[Selected text]
======

Maliki’s men’s club
As Reidar Visser says, Iraqiyya (Iyad Allawi’s coalition) did better than expected in today’s division of the second Maliki government ministries, but of course he bemoans the size and all too obvious divvying up of the ministries according to political affiliation rather than competence. I am less concerned about that, because governments in a democratic system had better reflect political weight and also because some manifestly competent people are entering the government: Salih Mutlaq (deputy prime minister), Rafi Eisawi (finance), Muhammed Allawi (communications) are the ones I know best.
The fact that the sectarian-based ISCI (the Islamic Supreme Council in Iraq) and Moqtada al Sadr’s people did relatively poorly might also bode well, if not for the possibility that they will be compensated with positions in the all-important national security structure, where no permanent ministers were named today. It would be best to withhold final judgment until the ministers of defense, interior, the state secretary for national security and others are announced. The picture may then look different.
The lack of women in the cabinet Reidar suggests is not something to worry about, as there will be many in parliament who will eventually rise to more important roles commensurate with their contributions. I’m surprised a Norwegian can still say such things.
Let’s be clear: there are many competent women in Iraq, certainly more competent than some of the hacks appointed and approved today (no, I’m not going to name names). The lack of women in the cabinet is a reflection of their marginalization in Iraqi politics, which is largely a late-night men’s club. Breaking the glass ceiling is no less important in Iraq than in the U.S. or Norway: it would make a real difference to more than half the population, which suffers the many indignities of all too frequent sexual violence, widowhood and poverty. Maliki would do well to name one or more women to the national security ministries, thus ensuring himself a place in the annals of Iraqi history (and a lot of votes in the next election).
The Kurds held on to the Foreign Ministry today, with Hoshyar Zebari continuing in a national role he has played well. Tariq al Hashemi and Adel Abdul Mehdi got nothing and will presumably try to hold on to their “vice presidencies,” which have lost any semblance of power under the constitution, as has the presidency. Allawi is presumably slated for the chairmanship of the still to be created National Council for Security Policy, or whatever they will call it.
Overall, it seems to me that this government is leaning in the direction of marginally more competence, less sectarianism and more Iraqi nationalism, with some obvious individual exceptions. Not a bad reflection of the spirit of the election results, despite the lack of women and minorities. Hats off to Maliki, if he continues in the same overall direction in naming people to the remaining empty slots, and adds some women and minorities to boot.
Iran: still hope for an enrichment agreement
As I’ve been keen on the idea of an enrichment agreement with Iran, one that would allow Iran to exercise its “right” to enrich but limit the extent and quantity, the question arises: how might the appointment of Ali Akbar Salehi, the head of Iran’s Atomic Energy Organization, as Acting Foreign Minister affect the prospects for such an agreement?

======

[Entries supplied]

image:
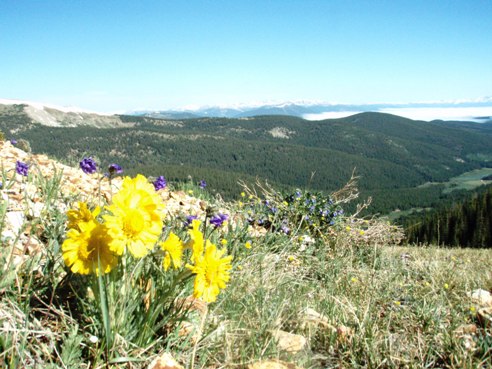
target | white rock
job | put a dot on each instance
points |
(481, 297)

======

[Task instructions] In the text on the second Maliki government, which ministry is Rafi Eisawi entering?

[Finished exercise] The finance ministry.